Task statement: Each line of the entries that mentions the string "record" needs to be reported.

======== Available data

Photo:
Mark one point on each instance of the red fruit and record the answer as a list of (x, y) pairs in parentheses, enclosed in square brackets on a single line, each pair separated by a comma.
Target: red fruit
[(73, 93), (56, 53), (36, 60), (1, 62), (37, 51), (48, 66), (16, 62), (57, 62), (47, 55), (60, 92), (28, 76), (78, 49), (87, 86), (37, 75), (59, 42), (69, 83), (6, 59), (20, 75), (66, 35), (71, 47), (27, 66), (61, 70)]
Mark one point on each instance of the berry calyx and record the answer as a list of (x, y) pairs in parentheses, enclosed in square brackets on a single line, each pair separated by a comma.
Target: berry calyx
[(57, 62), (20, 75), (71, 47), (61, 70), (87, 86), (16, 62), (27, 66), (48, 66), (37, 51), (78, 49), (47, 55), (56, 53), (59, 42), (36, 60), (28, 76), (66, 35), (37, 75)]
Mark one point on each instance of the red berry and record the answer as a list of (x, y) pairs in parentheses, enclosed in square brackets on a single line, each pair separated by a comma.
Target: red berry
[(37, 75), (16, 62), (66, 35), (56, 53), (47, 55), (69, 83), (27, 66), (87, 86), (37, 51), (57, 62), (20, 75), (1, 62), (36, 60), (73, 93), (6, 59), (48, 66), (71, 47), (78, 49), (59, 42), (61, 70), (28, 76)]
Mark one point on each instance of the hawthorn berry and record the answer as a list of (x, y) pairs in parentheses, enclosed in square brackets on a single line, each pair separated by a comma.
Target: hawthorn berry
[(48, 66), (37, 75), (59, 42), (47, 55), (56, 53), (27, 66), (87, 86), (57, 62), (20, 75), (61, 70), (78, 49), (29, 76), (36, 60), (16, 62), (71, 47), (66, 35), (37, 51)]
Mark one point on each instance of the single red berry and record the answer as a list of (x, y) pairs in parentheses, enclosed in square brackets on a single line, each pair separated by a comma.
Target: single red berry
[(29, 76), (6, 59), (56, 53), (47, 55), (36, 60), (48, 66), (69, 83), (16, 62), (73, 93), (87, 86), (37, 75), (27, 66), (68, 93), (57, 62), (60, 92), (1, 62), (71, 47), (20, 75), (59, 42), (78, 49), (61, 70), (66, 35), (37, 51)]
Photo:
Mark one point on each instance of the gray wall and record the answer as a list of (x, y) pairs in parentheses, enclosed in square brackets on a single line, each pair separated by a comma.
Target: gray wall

================

Reply to the exercise:
Mark one point on each instance of the red fruit and record the answer as a list of (x, y) pairs in parentheses, enclosed in square brackets on a single line, each pair separated by a comma.
Mark one point on each instance of the berry calyx and record the answer as a list of (x, y) pairs in parentheses, enclosed in square brackets on a single line, each pair separated by a comma.
Mark one point on each instance of the red berry and record the answer as a list of (x, y) pairs in parentheses, enclosed in square brackets on a single line, each pair separated by a comma.
Mark one point on each instance of the hawthorn berry and record the answer as a list of (x, y) pairs in parentheses, enclosed in square brackets on a single line, each pair separated by a comma.
Mark one point on each instance of the single red berry and record the answer as a list of (x, y) pairs in parentheses, enclosed in square brackets on a single line, each pair separated by a comma.
Mark one point on each instance of the gray wall and record the answer as a list of (x, y) pairs in parentheses, enclosed in square brackets on a single line, each pair separated by a comma.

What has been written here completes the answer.